Happily, Glasgow appears to be working. Because its economy, with a Gross Value Added of 35 billion, is 60 per cent larger than any other Scottish regional economy, comparisons are more usefully made with Glasgow's other provincial city competitors. The comparisons are encouraging for those who have overseen the regeneration of Glasgow. Since 2000, Glasgow has generated more jobs, including twice as many private sector jobs, than its main UK competitors Birmingham, Manchester and Leeds.

Between 2000 and 2008, Glasgow recorded jobs growth of 49,600. This was an increase of 14 per cent significantly more than Leeds' 8 per cent increase, Manchester's 7 per cent or Birmingham's meagre 2 per cent.

The extent of Glasgow's transformation is astonishing even - or maybe especially - to those who were involved in trying to make it happen. This is the dirty, dangerous, deprived city of the postwar period. In the 1950s, 60s and 70s this was the city which every dispersed London civil servant fought tooth and nail to avoid. It was the city that lost out on inward investment because the wives of the chief executives making the location decisions wouldn't even look at houses there. It was the city which foreign tourist guides advised bypassing because of the level of crime. That this city should now be the busiest retail centre outside of London and should be home to a burgeoning business and leisure visitor industry suggests more of a miracle than the fulfilment of a civic strategy.

The report of the Glasgow Economic Commission details the ways in which this progress can be maintained. Perhaps too much emphasis has been placed on the need to improve transport connectivity. The public investment needed to extend High Speed Rail is not going to be offered by the UK government.And with the Scottish Government's intervention to cancel the rail link between the city and its airport, Glasgow will simply have to get on without it.

Much more significant is the report's insistence on the part that the private sector has to play. The greatest strength of the city and the one which saw it through its darkest days of decline is the fact that the private sector never abandoned the city in the way in which business leaders bailed out of other post-industrial towns, notably Liverpool. There existed through the business community and individual businessmen a continuing, though muted and dormant, belief that the city was still a place where money could be made. However, as the business and political leadership grew apart over decades, the civic impetus that drove Glasgow through the Industrial Revolution and its great municipal project was lost. The Corporation became solely concerned with micro matters. However, what was left, like Hope at the bottom of the box, was a psychological resilience that allowed the city to bounce back.

» **Challenges**:
[a] List every city or town other than Glasgow that the Glasgow economy excerpt names.
[b] Convert the listing, from its start to the line with "M 419 259 L", into a JSON list of strings, with one string per line and blank lines left out.

» **Records**:
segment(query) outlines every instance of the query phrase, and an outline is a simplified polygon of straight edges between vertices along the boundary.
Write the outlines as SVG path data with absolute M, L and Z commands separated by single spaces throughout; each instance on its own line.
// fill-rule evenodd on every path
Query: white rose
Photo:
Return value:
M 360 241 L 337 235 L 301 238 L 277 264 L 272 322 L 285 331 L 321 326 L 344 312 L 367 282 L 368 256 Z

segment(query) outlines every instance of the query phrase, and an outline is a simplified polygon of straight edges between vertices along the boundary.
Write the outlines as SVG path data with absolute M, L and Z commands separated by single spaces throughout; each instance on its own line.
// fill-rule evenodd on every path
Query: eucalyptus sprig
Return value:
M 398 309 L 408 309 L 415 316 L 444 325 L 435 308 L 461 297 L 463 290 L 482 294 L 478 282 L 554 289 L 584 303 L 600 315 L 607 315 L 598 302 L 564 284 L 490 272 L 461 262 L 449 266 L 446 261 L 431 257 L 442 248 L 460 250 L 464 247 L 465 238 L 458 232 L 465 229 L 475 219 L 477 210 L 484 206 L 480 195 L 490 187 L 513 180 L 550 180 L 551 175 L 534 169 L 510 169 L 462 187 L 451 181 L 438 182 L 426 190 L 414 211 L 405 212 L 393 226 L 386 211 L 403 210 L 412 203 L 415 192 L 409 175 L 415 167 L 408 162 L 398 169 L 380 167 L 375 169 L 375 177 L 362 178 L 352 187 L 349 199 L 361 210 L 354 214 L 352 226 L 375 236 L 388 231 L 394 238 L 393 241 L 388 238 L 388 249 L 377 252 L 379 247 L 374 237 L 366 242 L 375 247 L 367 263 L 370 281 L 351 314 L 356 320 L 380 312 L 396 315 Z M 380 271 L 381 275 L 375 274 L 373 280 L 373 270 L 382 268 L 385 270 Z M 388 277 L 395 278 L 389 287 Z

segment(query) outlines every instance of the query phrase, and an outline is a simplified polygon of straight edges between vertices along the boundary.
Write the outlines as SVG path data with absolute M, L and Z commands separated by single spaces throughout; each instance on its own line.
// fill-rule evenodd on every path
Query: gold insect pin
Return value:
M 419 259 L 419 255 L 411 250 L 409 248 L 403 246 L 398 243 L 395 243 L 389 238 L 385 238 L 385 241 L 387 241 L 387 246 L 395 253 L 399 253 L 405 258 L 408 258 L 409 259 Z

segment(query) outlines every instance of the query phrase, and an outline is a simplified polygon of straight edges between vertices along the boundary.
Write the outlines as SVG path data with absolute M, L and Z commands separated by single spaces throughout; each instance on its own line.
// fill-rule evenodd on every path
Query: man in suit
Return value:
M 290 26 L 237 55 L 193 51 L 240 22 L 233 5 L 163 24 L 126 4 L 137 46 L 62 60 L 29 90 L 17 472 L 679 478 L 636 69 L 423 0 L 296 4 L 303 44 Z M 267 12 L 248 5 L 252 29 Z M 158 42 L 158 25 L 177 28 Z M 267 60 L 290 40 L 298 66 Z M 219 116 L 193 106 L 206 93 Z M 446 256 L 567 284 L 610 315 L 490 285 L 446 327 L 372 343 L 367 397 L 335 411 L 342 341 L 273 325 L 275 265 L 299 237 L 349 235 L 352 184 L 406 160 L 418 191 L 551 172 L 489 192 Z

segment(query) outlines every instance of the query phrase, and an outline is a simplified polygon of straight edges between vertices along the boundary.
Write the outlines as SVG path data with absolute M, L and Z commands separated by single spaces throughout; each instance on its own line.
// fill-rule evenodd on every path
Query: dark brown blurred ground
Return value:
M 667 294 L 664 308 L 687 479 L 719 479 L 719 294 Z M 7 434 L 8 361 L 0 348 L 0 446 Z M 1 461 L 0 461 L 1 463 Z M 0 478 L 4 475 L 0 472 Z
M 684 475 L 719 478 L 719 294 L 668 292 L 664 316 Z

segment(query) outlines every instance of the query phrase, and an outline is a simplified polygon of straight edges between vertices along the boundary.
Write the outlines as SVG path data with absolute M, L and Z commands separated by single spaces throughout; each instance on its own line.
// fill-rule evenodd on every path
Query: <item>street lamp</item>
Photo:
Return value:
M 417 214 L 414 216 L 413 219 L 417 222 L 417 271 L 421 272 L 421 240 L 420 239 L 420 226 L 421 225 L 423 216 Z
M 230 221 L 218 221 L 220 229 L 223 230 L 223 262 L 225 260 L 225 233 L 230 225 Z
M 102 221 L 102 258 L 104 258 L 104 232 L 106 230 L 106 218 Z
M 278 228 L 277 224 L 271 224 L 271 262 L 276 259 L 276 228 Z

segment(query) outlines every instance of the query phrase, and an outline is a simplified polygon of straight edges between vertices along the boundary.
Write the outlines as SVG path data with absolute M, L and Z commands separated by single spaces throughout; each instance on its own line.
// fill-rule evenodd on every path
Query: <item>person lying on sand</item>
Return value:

» **The answers**:
[a] Birmingham, Manchester, Leeds, London, Liverpool

[b]
[
  "segment(query) outlines every instance of the query phrase, and an outline is a simplified polygon of straight edges between vertices along the boundary.",
  "Write the outlines as SVG path data with absolute M, L and Z commands separated by single spaces throughout; each instance on its own line.",
  "// fill-rule evenodd on every path",
  "Query: white rose",
  "Photo:",
  "Return value:",
  "M 360 241 L 337 235 L 301 238 L 277 264 L 272 322 L 285 331 L 321 326 L 344 312 L 367 282 L 368 256 Z",
  "segment(query) outlines every instance of the query phrase, and an outline is a simplified polygon of straight edges between vertices along the boundary.",
  "Write the outlines as SVG path data with absolute M, L and Z commands separated by single spaces throughout; each instance on its own line.",
  "// fill-rule evenodd on every path",
  "Query: eucalyptus sprig",
  "Return value:",
  "M 398 309 L 408 309 L 415 316 L 444 325 L 435 308 L 461 297 L 463 290 L 482 294 L 478 282 L 554 289 L 584 303 L 600 315 L 607 315 L 598 302 L 564 284 L 490 272 L 461 262 L 449 266 L 446 261 L 431 257 L 442 248 L 460 250 L 464 247 L 465 238 L 458 232 L 465 229 L 475 219 L 477 210 L 484 206 L 480 195 L 490 187 L 513 180 L 550 180 L 551 175 L 534 169 L 510 169 L 462 187 L 451 181 L 438 182 L 426 190 L 414 211 L 405 212 L 393 226 L 386 211 L 403 210 L 412 203 L 415 192 L 409 175 L 415 167 L 408 162 L 398 169 L 380 167 L 375 169 L 375 177 L 362 178 L 352 187 L 349 199 L 361 210 L 354 214 L 352 226 L 375 236 L 388 231 L 394 238 L 393 241 L 388 238 L 388 249 L 377 252 L 379 247 L 374 237 L 366 242 L 375 247 L 367 263 L 370 281 L 351 314 L 356 320 L 380 312 L 396 315 Z M 380 271 L 381 275 L 375 274 L 373 280 L 373 270 L 382 268 L 385 270 Z M 388 277 L 395 278 L 389 287 Z",
  "segment(query) outlines every instance of the query phrase, and an outline is a simplified polygon of straight edges between vertices along the boundary.",
  "Write the outlines as SVG path data with absolute M, L and Z commands separated by single spaces throughout; each instance on its own line.",
  "// fill-rule evenodd on every path",
  "Query: gold insect pin",
  "Return value:",
  "M 419 259 L 419 255 L 411 250 L 409 248 L 403 246 L 398 243 L 395 243 L 389 238 L 385 238 L 385 241 L 387 241 L 387 246 L 395 253 L 399 253 L 405 258 L 408 258 L 409 259 Z"
]